***** Source material *****
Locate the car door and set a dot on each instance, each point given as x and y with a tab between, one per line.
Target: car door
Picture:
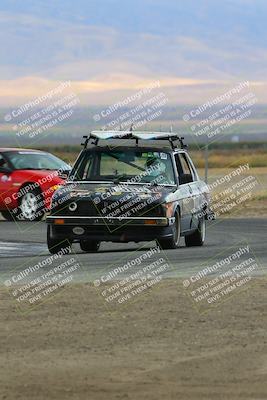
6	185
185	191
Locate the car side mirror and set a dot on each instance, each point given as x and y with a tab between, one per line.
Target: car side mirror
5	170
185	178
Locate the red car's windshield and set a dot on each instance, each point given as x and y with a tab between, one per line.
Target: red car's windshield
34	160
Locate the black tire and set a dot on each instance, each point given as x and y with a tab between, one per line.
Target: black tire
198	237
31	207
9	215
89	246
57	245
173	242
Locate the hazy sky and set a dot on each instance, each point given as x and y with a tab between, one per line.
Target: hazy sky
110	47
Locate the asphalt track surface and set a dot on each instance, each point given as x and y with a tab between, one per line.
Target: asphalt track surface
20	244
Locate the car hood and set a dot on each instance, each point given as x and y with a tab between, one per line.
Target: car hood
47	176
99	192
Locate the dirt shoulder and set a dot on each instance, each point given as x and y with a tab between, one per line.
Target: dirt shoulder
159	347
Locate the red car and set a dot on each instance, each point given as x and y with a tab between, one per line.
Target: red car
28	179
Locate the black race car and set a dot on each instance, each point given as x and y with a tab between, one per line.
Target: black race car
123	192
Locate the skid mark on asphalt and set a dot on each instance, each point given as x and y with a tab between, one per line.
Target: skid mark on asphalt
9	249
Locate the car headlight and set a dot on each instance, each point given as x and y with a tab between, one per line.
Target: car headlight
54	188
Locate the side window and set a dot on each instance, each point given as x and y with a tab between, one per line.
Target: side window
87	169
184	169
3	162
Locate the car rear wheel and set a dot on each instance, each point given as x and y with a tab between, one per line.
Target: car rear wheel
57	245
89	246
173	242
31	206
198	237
*****
***** Source material *****
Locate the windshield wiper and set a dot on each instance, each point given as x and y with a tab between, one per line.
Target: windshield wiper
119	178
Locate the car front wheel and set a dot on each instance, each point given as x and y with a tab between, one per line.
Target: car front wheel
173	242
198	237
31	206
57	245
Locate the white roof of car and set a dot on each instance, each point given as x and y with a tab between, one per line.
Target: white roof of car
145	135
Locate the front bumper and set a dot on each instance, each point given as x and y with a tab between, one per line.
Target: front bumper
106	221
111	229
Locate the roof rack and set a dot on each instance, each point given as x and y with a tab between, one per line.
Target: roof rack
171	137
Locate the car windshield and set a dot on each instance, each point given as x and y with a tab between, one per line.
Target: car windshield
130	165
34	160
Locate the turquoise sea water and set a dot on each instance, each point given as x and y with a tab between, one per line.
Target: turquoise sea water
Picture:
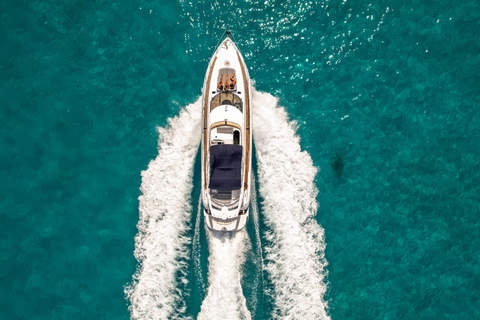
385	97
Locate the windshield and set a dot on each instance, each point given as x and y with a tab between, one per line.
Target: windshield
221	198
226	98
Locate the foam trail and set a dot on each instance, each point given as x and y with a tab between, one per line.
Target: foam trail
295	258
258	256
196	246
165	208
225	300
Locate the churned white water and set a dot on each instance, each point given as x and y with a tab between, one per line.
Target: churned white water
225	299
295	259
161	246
*****
▶ **Aim**: Please count how many rows above contain the string "rear", with case counting, and reply with only that number.

▶ **Worked answer**: 2